Task requirements
Count every line that includes the string "Could" in the entries that follow. Nothing besides the number is needed.

Data under study

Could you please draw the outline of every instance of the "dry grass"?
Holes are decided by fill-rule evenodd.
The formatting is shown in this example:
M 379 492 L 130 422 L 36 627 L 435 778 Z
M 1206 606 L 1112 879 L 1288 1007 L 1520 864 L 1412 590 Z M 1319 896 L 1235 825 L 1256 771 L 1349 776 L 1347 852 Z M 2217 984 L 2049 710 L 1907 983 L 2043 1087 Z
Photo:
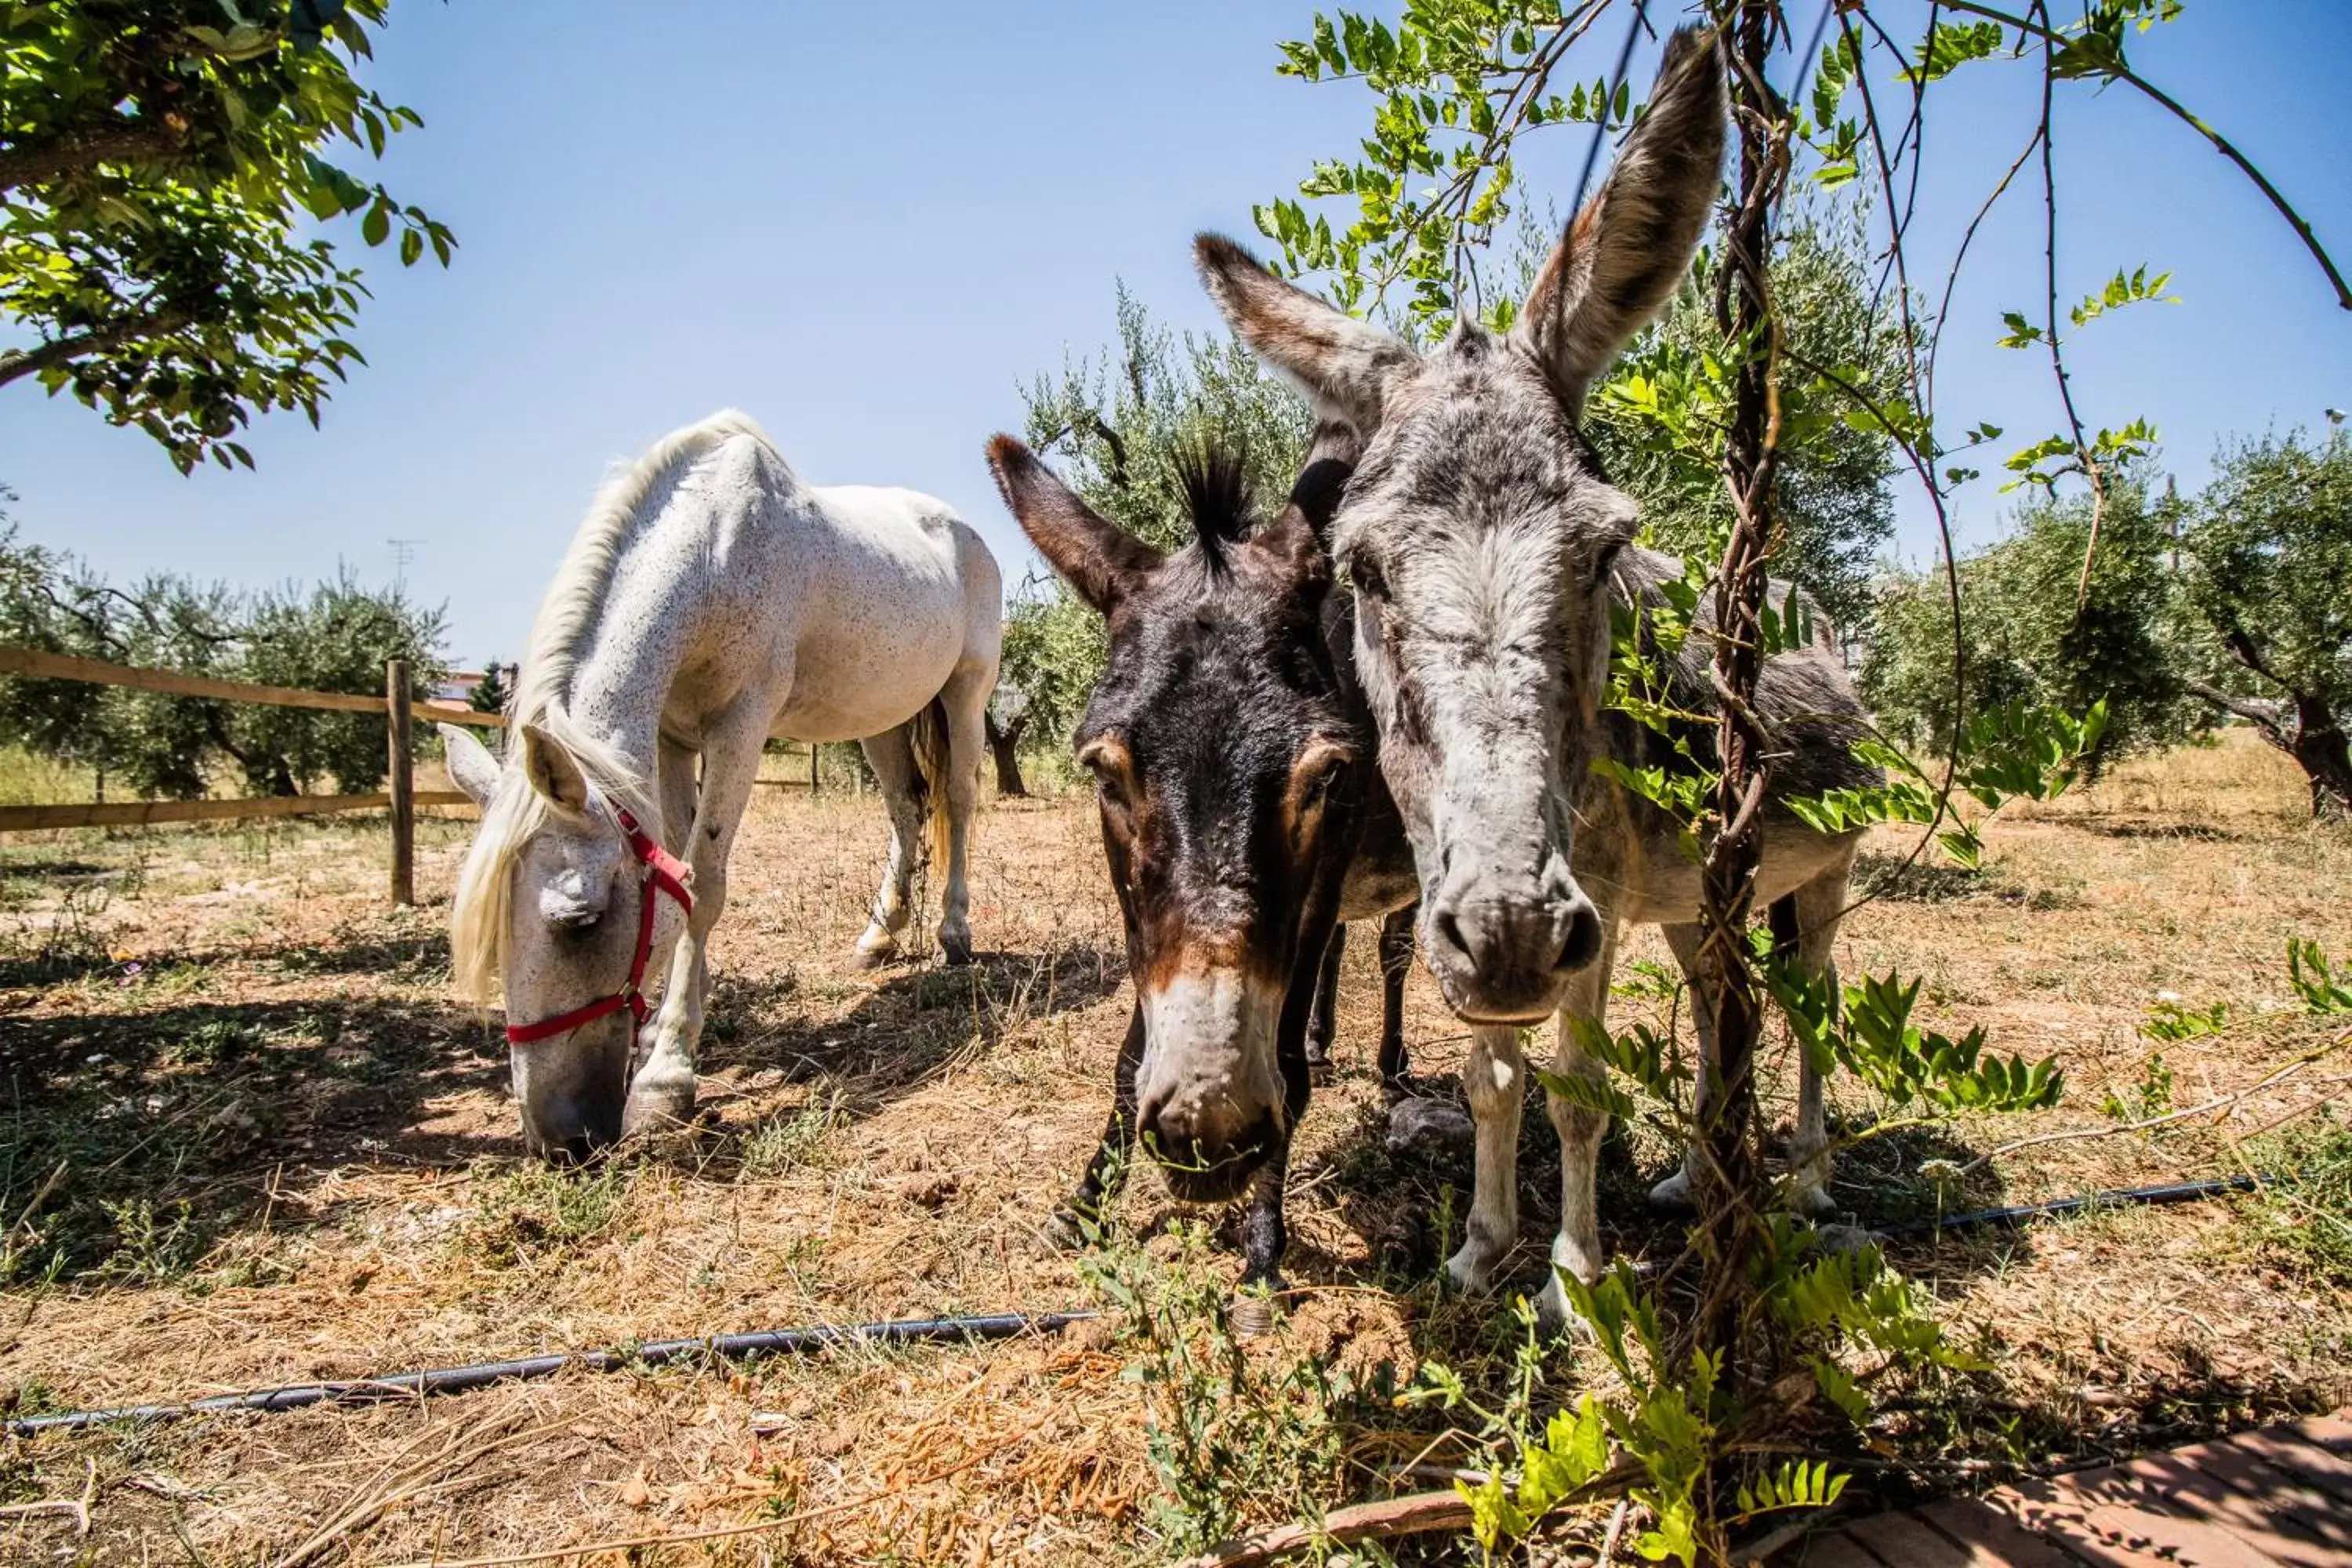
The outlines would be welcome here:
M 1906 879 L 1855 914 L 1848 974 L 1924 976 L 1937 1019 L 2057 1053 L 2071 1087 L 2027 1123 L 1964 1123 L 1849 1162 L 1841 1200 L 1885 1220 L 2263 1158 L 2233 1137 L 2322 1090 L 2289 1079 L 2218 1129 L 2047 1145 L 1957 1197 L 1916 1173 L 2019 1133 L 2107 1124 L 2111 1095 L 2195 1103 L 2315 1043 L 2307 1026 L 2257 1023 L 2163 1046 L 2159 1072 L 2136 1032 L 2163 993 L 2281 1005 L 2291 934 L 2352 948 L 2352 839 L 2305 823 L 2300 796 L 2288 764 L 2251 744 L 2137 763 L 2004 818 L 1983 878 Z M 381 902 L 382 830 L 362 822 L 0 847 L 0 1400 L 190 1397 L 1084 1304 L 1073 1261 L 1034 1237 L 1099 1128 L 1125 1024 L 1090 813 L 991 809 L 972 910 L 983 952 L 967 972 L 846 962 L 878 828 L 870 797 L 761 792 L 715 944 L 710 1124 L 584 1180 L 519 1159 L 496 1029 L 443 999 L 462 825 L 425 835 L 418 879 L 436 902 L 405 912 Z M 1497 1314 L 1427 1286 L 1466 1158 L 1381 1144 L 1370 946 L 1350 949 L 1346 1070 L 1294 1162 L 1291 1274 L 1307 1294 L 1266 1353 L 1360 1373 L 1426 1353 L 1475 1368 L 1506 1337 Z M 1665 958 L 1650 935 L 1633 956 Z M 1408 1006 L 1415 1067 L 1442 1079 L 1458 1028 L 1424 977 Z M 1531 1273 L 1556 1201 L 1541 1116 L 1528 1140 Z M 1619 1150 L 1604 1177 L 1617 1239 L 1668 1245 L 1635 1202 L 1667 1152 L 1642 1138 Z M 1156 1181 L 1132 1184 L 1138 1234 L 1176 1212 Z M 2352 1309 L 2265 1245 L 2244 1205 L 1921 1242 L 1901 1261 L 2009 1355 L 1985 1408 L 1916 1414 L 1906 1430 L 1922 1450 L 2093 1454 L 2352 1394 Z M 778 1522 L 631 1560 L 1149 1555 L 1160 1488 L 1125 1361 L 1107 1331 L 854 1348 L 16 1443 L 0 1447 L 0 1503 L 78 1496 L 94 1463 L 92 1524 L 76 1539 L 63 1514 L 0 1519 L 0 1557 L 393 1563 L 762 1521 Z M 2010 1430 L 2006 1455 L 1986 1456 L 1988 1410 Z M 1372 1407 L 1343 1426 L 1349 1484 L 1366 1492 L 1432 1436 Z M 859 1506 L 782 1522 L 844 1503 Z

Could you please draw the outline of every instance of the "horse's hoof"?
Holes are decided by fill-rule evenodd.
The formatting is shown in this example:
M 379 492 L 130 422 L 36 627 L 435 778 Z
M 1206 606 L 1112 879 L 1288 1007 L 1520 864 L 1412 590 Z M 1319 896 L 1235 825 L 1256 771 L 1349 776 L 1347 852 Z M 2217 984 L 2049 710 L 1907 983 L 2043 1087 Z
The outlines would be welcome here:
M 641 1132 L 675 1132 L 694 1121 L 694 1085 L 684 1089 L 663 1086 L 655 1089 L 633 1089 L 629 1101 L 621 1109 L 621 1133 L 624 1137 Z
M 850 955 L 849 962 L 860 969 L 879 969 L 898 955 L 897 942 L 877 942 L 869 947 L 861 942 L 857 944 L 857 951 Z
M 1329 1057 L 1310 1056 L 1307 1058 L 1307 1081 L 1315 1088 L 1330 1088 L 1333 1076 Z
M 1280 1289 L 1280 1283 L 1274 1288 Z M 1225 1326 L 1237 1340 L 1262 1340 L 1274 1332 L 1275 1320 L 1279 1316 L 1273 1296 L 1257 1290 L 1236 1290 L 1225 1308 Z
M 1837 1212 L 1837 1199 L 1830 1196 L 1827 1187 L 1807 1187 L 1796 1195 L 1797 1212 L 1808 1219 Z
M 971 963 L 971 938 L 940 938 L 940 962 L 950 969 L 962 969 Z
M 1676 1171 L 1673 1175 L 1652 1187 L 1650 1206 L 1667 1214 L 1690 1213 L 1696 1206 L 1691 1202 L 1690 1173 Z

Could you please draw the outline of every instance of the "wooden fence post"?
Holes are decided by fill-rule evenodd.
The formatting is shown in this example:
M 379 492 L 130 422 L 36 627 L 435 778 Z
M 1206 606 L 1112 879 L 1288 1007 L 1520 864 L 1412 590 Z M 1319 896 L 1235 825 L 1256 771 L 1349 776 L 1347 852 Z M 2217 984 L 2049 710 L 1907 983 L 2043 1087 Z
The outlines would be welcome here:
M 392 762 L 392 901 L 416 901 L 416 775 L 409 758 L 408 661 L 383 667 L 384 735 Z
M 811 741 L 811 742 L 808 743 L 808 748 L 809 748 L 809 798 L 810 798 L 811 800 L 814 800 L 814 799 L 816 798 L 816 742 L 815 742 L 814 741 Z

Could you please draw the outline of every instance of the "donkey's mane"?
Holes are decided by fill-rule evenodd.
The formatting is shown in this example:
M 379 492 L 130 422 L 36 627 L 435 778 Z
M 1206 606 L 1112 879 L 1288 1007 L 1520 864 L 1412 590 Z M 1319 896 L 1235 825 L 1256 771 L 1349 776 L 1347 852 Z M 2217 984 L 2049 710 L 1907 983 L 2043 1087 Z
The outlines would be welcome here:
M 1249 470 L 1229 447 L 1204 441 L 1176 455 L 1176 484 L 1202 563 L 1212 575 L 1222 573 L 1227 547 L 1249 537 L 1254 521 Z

Task answer
4